### [STATED EXERCISE]
Can you give the entries below again, from their start through the line that contains "xmin=130 ymin=69 xmax=149 ymax=77", with "bounding box" replaced by "enclosing rectangle" and everything else left unchanged? Leave the pictures out of your answer.

------ RECORDS PROVIDED ------

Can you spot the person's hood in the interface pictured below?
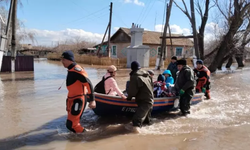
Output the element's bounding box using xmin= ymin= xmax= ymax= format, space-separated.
xmin=163 ymin=70 xmax=172 ymax=76
xmin=130 ymin=69 xmax=149 ymax=77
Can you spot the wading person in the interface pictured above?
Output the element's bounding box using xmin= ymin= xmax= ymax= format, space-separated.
xmin=127 ymin=61 xmax=154 ymax=127
xmin=61 ymin=51 xmax=96 ymax=133
xmin=167 ymin=56 xmax=178 ymax=82
xmin=104 ymin=65 xmax=127 ymax=99
xmin=174 ymin=59 xmax=194 ymax=116
xmin=194 ymin=60 xmax=211 ymax=99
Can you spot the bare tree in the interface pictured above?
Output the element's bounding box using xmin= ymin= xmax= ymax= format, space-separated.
xmin=209 ymin=0 xmax=250 ymax=72
xmin=174 ymin=0 xmax=215 ymax=59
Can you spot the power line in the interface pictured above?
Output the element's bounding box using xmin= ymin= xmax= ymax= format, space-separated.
xmin=113 ymin=13 xmax=128 ymax=27
xmin=66 ymin=2 xmax=108 ymax=24
xmin=136 ymin=0 xmax=152 ymax=23
xmin=141 ymin=1 xmax=156 ymax=24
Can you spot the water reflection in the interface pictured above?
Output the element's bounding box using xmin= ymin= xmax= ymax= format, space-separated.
xmin=0 ymin=61 xmax=250 ymax=150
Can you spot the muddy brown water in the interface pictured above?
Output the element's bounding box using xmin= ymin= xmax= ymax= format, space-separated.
xmin=0 ymin=61 xmax=250 ymax=150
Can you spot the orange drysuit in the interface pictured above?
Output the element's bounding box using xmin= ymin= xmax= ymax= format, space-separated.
xmin=194 ymin=65 xmax=211 ymax=99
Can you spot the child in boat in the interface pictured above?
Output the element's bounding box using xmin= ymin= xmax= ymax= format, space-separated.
xmin=154 ymin=70 xmax=175 ymax=97
xmin=154 ymin=74 xmax=167 ymax=97
xmin=104 ymin=65 xmax=127 ymax=99
xmin=162 ymin=70 xmax=174 ymax=87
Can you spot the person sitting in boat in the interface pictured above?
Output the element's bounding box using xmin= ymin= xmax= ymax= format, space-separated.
xmin=154 ymin=74 xmax=167 ymax=97
xmin=162 ymin=70 xmax=174 ymax=87
xmin=174 ymin=59 xmax=195 ymax=116
xmin=154 ymin=75 xmax=175 ymax=97
xmin=148 ymin=70 xmax=155 ymax=79
xmin=127 ymin=61 xmax=154 ymax=127
xmin=104 ymin=65 xmax=127 ymax=99
xmin=194 ymin=60 xmax=211 ymax=99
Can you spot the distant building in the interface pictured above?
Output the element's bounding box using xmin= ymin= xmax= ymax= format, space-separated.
xmin=95 ymin=28 xmax=193 ymax=58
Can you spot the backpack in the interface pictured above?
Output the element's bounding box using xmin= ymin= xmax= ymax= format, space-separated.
xmin=94 ymin=76 xmax=112 ymax=94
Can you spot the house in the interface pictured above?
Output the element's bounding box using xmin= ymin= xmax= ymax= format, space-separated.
xmin=95 ymin=28 xmax=193 ymax=58
xmin=245 ymin=47 xmax=250 ymax=61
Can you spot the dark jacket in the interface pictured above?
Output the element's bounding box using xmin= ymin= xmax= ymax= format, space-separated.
xmin=175 ymin=66 xmax=195 ymax=91
xmin=127 ymin=70 xmax=154 ymax=104
xmin=167 ymin=62 xmax=178 ymax=81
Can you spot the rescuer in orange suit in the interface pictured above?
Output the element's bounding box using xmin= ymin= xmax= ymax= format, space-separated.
xmin=194 ymin=60 xmax=211 ymax=99
xmin=61 ymin=51 xmax=96 ymax=133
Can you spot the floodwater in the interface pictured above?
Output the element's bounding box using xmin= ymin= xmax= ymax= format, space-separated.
xmin=0 ymin=60 xmax=250 ymax=150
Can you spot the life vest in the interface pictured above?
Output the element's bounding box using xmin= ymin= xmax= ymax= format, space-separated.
xmin=67 ymin=65 xmax=88 ymax=98
xmin=196 ymin=65 xmax=211 ymax=89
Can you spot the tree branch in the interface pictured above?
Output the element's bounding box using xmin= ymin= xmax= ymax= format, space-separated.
xmin=196 ymin=1 xmax=203 ymax=20
xmin=215 ymin=0 xmax=229 ymax=21
xmin=173 ymin=0 xmax=192 ymax=22
xmin=200 ymin=0 xmax=210 ymax=33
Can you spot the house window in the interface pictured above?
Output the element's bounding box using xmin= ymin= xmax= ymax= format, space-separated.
xmin=175 ymin=47 xmax=183 ymax=56
xmin=157 ymin=46 xmax=167 ymax=56
xmin=112 ymin=45 xmax=117 ymax=56
xmin=157 ymin=46 xmax=161 ymax=56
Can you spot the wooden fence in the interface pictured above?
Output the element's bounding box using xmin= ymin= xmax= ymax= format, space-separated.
xmin=47 ymin=53 xmax=193 ymax=68
xmin=1 ymin=56 xmax=34 ymax=72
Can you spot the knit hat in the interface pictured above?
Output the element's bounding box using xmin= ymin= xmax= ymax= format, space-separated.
xmin=62 ymin=50 xmax=75 ymax=61
xmin=148 ymin=70 xmax=155 ymax=75
xmin=157 ymin=74 xmax=165 ymax=82
xmin=171 ymin=56 xmax=177 ymax=60
xmin=131 ymin=61 xmax=141 ymax=71
xmin=107 ymin=65 xmax=117 ymax=73
xmin=162 ymin=70 xmax=172 ymax=76
xmin=196 ymin=59 xmax=203 ymax=65
xmin=177 ymin=59 xmax=187 ymax=66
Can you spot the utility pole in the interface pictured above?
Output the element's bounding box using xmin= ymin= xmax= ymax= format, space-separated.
xmin=107 ymin=2 xmax=113 ymax=57
xmin=157 ymin=0 xmax=173 ymax=70
xmin=96 ymin=2 xmax=113 ymax=57
xmin=0 ymin=0 xmax=14 ymax=71
xmin=11 ymin=0 xmax=17 ymax=72
xmin=190 ymin=0 xmax=200 ymax=59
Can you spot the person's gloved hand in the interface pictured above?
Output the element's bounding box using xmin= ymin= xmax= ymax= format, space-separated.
xmin=201 ymin=88 xmax=206 ymax=93
xmin=127 ymin=97 xmax=132 ymax=101
xmin=179 ymin=89 xmax=185 ymax=96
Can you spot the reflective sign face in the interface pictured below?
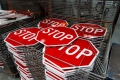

------

### [RESULT FOR THIS EXERCISE]
Can you spot the person's hood in the interface pictured below?
Output the element's enclosing rectangle using xmin= ymin= xmax= ymax= format, space-separated.
xmin=163 ymin=70 xmax=172 ymax=76
xmin=130 ymin=69 xmax=149 ymax=77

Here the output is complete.